=== SET EXERCISE ===
Copy every one of the items below verbatim, line for line.

── RECORDS PROVIDED ──

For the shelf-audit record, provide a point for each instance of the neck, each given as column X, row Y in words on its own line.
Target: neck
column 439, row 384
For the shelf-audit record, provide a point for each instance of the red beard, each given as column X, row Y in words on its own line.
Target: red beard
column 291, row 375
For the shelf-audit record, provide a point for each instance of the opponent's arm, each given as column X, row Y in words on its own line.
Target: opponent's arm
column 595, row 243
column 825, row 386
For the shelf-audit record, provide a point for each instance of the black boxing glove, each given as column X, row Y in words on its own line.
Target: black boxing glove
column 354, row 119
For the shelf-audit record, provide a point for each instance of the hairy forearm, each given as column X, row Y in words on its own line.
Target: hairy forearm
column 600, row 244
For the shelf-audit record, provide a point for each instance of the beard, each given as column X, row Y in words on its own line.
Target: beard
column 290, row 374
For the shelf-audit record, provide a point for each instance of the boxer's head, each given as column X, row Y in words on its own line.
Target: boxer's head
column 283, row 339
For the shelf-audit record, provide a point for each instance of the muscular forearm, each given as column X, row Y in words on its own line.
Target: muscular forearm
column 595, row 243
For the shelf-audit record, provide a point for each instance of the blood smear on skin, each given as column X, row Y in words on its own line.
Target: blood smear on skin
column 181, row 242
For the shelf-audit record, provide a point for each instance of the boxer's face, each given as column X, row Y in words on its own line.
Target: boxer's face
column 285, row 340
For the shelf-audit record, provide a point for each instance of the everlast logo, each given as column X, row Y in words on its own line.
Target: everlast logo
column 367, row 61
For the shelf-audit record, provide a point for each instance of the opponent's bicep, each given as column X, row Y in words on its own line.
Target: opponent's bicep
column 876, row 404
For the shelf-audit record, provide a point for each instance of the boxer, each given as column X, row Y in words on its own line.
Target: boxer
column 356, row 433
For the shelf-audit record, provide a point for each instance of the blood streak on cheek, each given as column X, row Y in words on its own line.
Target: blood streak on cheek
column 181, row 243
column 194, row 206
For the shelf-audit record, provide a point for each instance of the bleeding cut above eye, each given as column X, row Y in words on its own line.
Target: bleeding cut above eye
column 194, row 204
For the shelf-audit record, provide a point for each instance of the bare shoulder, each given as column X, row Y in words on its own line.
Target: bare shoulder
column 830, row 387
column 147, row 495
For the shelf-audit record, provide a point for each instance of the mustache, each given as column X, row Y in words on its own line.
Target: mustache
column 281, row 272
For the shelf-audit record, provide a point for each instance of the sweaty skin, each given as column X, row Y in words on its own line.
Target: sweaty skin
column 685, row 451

───

=== TASK RESULT ===
For the shelf-audit record, provide a point for each instance of the neck, each given as column X, row Y in words on its own line.
Target: neck
column 439, row 384
For the shelf-audit record, provide a point for each instance of the red beard, each given as column X, row Y in words on its own line.
Target: red beard
column 291, row 375
For the shelf-audit record, provide a point for each instance of the opponent's arm, each given as column X, row Y in words on its own line.
Target: opponent's arm
column 595, row 243
column 825, row 386
For the shelf-audit record, provide a point for each instance of the black boxing glove, each given as column X, row Y in words on its own line.
Target: black boxing glove
column 354, row 119
For the shelf-audit record, provide a point for each instance of the hairy forearm, each given as column X, row Y in words on its own line.
Target: hairy forearm
column 600, row 244
For the shelf-audit record, provide a point for each instance of the beard, each given as column X, row Y in words on its own line.
Target: beard
column 290, row 374
For the shelf-audit record, provide a point for each instance of the boxer's head, each given as column X, row Y in words on its own line.
Target: boxer's head
column 283, row 339
For the shelf-audit record, provide a point for each instance of the muscular forearm, each given as column X, row Y in words on its own line.
Target: muscular forearm
column 595, row 243
For the shelf-audit record, provide a point for each instance of the blood smear on skin, each given as column X, row Y in words on its own line.
Target: blood smear on skin
column 181, row 242
For the shelf-audit record, provide a point for each instance of the boxer's face, each given as column X, row Y in words on its own line.
Target: boxer's face
column 285, row 340
For the shelf-audit record, provide a point for each instance of the everlast logo, each given as column X, row Y in words on its own line.
Target: everlast logo
column 367, row 61
For the shelf-audit record, provide a point for each instance of the opponent's bicep, each given as column X, row Y in words on its own line.
Target: opponent's bicep
column 876, row 404
For the shelf-audit record, provide a point for each instance of the boxer, each given as column X, row Y in words on its own line.
Target: boxer
column 356, row 433
For the shelf-audit record, provide a point for each instance of the blood streak on cheek, each given as column X, row Y in words on its own line.
Target: blood streak on cheek
column 181, row 243
column 194, row 206
For the shelf-audit record, provide a point for each instance of the bleeding cut above eye, each given as column X, row Y in words on its own line.
Target: bleeding cut above eye
column 194, row 204
For the shelf-audit record, provide a point for each instance of the bare shoulder, each given as column X, row Y in words on its own line.
Target: bare shoulder
column 830, row 387
column 147, row 495
For the shelf-audit record, provide a point for each instance of the mustache, each given as column X, row Y in words on its own line.
Target: mustache
column 281, row 272
For the shelf-audit record, provide a point for each instance of the sweaty skin, each given as column X, row Y in words on its own line.
Target: sweaty skin
column 685, row 451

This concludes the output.